Tasks for this exercise:
1. Which cloud storage offerings are named in the discussion comparing Glacier with Google's nearline storage? List every one.
2. Could you pick up the discussion comparing Glacier with Google's nearline storage after its last line and carry it forward?

Selected text:
## START

As far as I can tell, Google's new nearline storage offering is superior to Glacier in nearly every way. The retrieval is much faster, and the retrieval costs are a flat rate per gigabyte that's equal to what Glacier gives you in the best case. Only drawback is the lack of a free tier.



You're not wrong, but if you look at the problem that Glacier is trying to solve then it doesn't look so bad:

1. Glacier is competing with tape. So for potential customers, if it's easier to acquire and maintain than your own tape library then that's a win.

2. In the words of James Hamilton the use case for Glacier is referred "jokingly to as Write Only Storage". If you're using Glacier for disaster recovery then paying a one time cost to retrieve a bunch of data pales in in comparison to the potential costs of not being able to recover your data.

3. Is nearline actually superior for the case of "oh shit I need to retrieve everything right now"?

4. AWS already has this cloud storage thingy called S3 and it has reduced redundancy storage if you're looking for something slightly cheaper.

http://perspectives.mvdirona.com/2012/08/glacier-engineering...

## END

Supplied information:
## START

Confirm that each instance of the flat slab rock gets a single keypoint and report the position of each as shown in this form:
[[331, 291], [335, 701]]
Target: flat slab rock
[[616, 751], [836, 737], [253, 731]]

## END

Outputs in order:
1.
- Google's nearline storage
- Glacier
- S3
- reduced redundancy storage (within S3)

2.
I guess you've got a good point as far as #3 goes; the analysis is actually more interesting than I thought it was. Both Google's nearline storage and Glacier scale your retrieval capabilities proportionally to how much data you have stored with them. You can express it as a tradeoff between cost/GB and the time taken to retrieve your entire dataset

Google throttles your downloads to a fixed rate, so they're effectively forcing you to one point in that space: (3 days, $0.01/GB). With Glacier, you get a curve depending on how fast you want it. It's much more expensive at the same speed (3 days, $0.10/GB) but you can go to one extreme of getting all your data for free over the course of 20 months, or getting it all within 4 hours for about $1.80/GB.

So I guess it's fair to say that Glacier gives you more flexibility, but Google's offering is a much better value at the particular point that it optimizes for.


Honestly it's hard for me to imagine a total emergency restore-EVERYTHING situation that needs the data in under a day.

If it's not that much data you should have a local copy anyway. If it's massive amounts of data is your connection even that fast? And how did you wipe 50 servers at once?


> And how did you wipe 50 servers at once?

Fire does that quite easily...


That's destruction, not wiping. If you are buying new servers as part of rebuilding you don't exactly need all the data downloaded in a 10 hour window.


That's an absolutely irrelevant distinction: The data is gone.

And why, in this day of rapid provisioning via cloud providers, do you expect a company to suffer the extended loss of waiting for new servers to want to bring the data back?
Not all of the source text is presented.